Work to be completed.
Present the lines below as a Markdown table with two columns, Row and Line. Put each line's number under Row and its text under Line, and leave out any blank lines.

Source data.

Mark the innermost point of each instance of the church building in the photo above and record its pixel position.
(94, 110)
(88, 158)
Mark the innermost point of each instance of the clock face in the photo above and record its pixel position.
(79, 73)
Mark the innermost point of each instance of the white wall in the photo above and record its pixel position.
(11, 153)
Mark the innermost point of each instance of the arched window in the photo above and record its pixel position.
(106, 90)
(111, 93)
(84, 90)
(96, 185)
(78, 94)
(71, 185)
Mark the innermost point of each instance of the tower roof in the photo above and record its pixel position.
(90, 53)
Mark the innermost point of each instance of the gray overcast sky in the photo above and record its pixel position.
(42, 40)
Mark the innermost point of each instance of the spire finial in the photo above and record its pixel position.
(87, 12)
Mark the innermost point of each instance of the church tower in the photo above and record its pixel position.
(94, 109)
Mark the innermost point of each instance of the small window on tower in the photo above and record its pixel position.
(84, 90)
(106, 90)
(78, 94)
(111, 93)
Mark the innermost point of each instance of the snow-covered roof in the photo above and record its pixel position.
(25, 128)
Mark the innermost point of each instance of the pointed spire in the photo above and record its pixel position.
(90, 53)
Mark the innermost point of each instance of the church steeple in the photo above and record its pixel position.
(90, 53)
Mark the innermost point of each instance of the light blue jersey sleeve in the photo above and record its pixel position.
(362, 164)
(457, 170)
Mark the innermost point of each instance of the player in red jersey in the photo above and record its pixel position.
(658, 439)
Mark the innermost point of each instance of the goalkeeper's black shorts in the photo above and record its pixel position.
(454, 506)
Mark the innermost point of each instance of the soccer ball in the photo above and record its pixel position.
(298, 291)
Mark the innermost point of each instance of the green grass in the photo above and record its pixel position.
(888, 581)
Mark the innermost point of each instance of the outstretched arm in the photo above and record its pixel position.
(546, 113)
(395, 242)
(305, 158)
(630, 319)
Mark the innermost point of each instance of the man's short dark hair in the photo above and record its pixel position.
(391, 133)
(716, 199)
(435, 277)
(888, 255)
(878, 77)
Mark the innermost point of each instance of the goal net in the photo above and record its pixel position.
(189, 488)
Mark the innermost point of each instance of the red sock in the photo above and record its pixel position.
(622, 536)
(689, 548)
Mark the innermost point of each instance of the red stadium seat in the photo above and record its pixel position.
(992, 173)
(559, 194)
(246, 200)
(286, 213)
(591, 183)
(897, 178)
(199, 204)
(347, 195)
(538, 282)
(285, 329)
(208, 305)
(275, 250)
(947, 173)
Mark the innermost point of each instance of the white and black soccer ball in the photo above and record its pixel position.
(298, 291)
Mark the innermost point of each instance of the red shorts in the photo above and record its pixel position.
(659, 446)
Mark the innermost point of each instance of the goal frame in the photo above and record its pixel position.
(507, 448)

Solution below.
| Row | Line |
|---|---|
| 1 | Mark the innermost point of each instance of the church building in the photo above and record its pixel position. |
| 2 | (94, 110) |
| 3 | (88, 158) |
| 4 | Mark the innermost point of each instance of the clock face in the photo above and record its pixel position. |
| 5 | (79, 73) |
| 6 | Mark the innermost point of each instance of the white wall in the photo above and record its pixel position. |
| 7 | (11, 153) |
| 8 | Mark the innermost point of each instance of the arched window in the photo above and record its pixel position. |
| 9 | (106, 90) |
| 10 | (111, 93) |
| 11 | (84, 90) |
| 12 | (96, 185) |
| 13 | (78, 94) |
| 14 | (71, 185) |
| 15 | Mark the innermost point of each instance of the tower roof in the photo above and record its pixel position. |
| 16 | (90, 53) |
| 17 | Mark the innermost point of each instance of the gray overcast sky in the photo above and record its pixel position. |
| 18 | (42, 40) |
| 19 | Mark the innermost point of each instance of the spire finial in the photo above and record its pixel position. |
| 20 | (87, 12) |
| 21 | Mark the innermost point of each instance of the church tower in the photo above and record its pixel position. |
| 22 | (94, 109) |
| 23 | Mark the innermost point of each instance of the small window on tower in the photo above and record its pixel position. |
| 24 | (84, 90) |
| 25 | (106, 90) |
| 26 | (78, 94) |
| 27 | (111, 93) |
| 28 | Mark the innermost point of each instance of the snow-covered roof in the photo above and record its pixel position. |
| 29 | (25, 128) |
| 30 | Mark the innermost point of each instance of the pointed spire in the photo above and record its pixel position. |
| 31 | (90, 53) |
| 32 | Mark the innermost point of each instance of the church steeple in the photo above and record its pixel position. |
| 33 | (90, 53) |
| 34 | Mark the innermost point of each instance of the light blue jersey sleeve in the photo above and record its pixel position. |
| 35 | (362, 164) |
| 36 | (457, 170) |
| 37 | Mark the innermost point of each instance of the player in red jersey in the photo above and record its pixel position. |
| 38 | (658, 439) |
| 39 | Mark the innermost point of each instance of the goalkeeper's black shorts in the photo above and record its pixel position. |
| 40 | (454, 506) |
| 41 | Mark the innermost point of each instance of the soccer ball in the photo above and record its pixel position. |
| 42 | (298, 291) |
| 43 | Mark the innermost point of each instance of the green grass in the photo above and record its pixel position. |
| 44 | (888, 581) |
| 45 | Mark the innermost point of each instance of the outstretched arm in the photo above and record its pixel position. |
| 46 | (546, 113) |
| 47 | (395, 242) |
| 48 | (305, 158) |
| 49 | (630, 319) |
| 50 | Mark the innermost point of each instance of the man's short dark hair in the photo above and record its pixel position. |
| 51 | (391, 133) |
| 52 | (716, 199) |
| 53 | (435, 277) |
| 54 | (888, 255) |
| 55 | (878, 77) |
| 56 | Mark the innermost point of each instance of the goal net in the photo above and record its pixel position. |
| 57 | (189, 488) |
| 58 | Mark the innermost point of each instance of the red sock in the photo above and record its pixel position. |
| 59 | (622, 536) |
| 60 | (689, 548) |
| 61 | Mark the innermost point of each instance of the red stadium seat in the photo above and record its pixel position. |
| 62 | (992, 173) |
| 63 | (559, 194) |
| 64 | (246, 200) |
| 65 | (286, 213) |
| 66 | (591, 183) |
| 67 | (897, 178) |
| 68 | (199, 204) |
| 69 | (347, 195) |
| 70 | (538, 282) |
| 71 | (285, 329) |
| 72 | (208, 305) |
| 73 | (275, 250) |
| 74 | (947, 173) |
| 75 | Mark the innermost point of each instance of the white and black soccer ball in the photo above and record its pixel position. |
| 76 | (298, 291) |
| 77 | Mark the innermost point of each instance of the red shorts in the photo above and record its pixel position. |
| 78 | (659, 446) |
| 79 | Mark the innermost point of each instance of the goal frame in the photo above and record its pixel position. |
| 80 | (507, 448) |